-------- DATASET ENTRIES --------

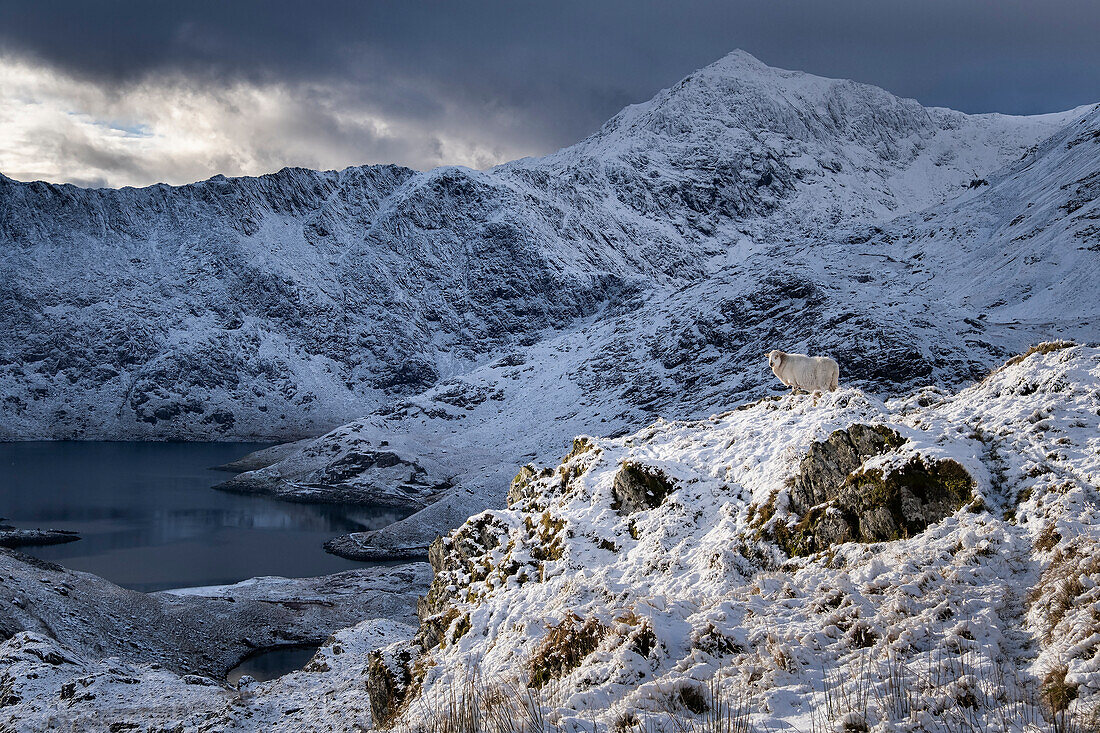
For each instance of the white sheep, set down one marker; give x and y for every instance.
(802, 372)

--------
-------- DATASET ENTRIES --------

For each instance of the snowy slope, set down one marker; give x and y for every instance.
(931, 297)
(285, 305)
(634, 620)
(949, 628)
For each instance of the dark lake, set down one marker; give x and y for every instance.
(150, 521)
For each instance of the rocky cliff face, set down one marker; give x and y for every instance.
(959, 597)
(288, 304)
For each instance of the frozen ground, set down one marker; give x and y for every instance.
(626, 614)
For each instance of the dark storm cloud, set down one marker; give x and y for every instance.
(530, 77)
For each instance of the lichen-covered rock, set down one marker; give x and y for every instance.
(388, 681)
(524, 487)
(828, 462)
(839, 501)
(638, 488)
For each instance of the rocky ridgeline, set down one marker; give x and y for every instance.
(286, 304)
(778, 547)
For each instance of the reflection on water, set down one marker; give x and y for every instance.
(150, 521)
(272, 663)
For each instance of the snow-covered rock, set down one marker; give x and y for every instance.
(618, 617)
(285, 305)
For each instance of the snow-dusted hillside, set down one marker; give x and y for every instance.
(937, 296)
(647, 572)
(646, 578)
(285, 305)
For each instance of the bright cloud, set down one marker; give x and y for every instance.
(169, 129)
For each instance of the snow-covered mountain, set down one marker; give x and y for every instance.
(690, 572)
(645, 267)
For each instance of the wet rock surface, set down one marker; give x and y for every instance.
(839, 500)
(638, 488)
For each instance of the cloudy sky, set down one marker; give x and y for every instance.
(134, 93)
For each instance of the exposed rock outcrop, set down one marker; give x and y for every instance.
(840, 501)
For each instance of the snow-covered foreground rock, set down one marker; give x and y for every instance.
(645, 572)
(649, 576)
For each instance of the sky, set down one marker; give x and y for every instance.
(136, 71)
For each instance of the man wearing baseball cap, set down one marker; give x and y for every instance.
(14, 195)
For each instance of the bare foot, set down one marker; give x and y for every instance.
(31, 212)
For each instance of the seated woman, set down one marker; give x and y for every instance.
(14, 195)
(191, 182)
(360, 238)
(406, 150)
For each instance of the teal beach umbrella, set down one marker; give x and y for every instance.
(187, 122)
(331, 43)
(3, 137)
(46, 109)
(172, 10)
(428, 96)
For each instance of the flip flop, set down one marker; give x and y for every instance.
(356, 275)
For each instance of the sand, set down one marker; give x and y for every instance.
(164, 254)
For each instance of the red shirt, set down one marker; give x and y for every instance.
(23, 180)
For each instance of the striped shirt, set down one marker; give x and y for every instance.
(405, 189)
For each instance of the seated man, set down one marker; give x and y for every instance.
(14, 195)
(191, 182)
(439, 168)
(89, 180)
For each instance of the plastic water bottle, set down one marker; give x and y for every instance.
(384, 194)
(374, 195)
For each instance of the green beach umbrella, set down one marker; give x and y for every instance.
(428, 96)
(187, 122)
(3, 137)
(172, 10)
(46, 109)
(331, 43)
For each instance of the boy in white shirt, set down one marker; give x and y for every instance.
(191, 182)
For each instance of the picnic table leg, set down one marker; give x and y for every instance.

--------

The lines above, starting at the one with "For each instance of the flip" and ending at the one with "For each instance of the picnic", are the only ones to return, exactly as written.

For each instance of the flip flop, set down one marker; give x and y for every instance.
(356, 275)
For each instance of the sand, set down one marker; give x and y for every instance.
(164, 254)
For each instance of the red shirt, set down one marker; give x and y for every instance.
(23, 180)
For each instance of the striped shirt, set down one marker; give x and y for every instance.
(405, 189)
For each instance of the seated man, set down one marker; give x and y for every instance.
(14, 195)
(191, 182)
(439, 168)
(89, 180)
For each instance of the plastic water bottle, set down one marker; give x and y for every instance.
(384, 194)
(374, 195)
For each instance of the green beach umbrella, set down one marker; give x and y for every instance.
(428, 96)
(187, 122)
(3, 137)
(172, 10)
(46, 109)
(331, 43)
For each instance of the boy in white shirt, set down one marker; give x and y for every instance.
(191, 182)
For each instance of the picnic table leg, set down one marker; give x and y for every instance.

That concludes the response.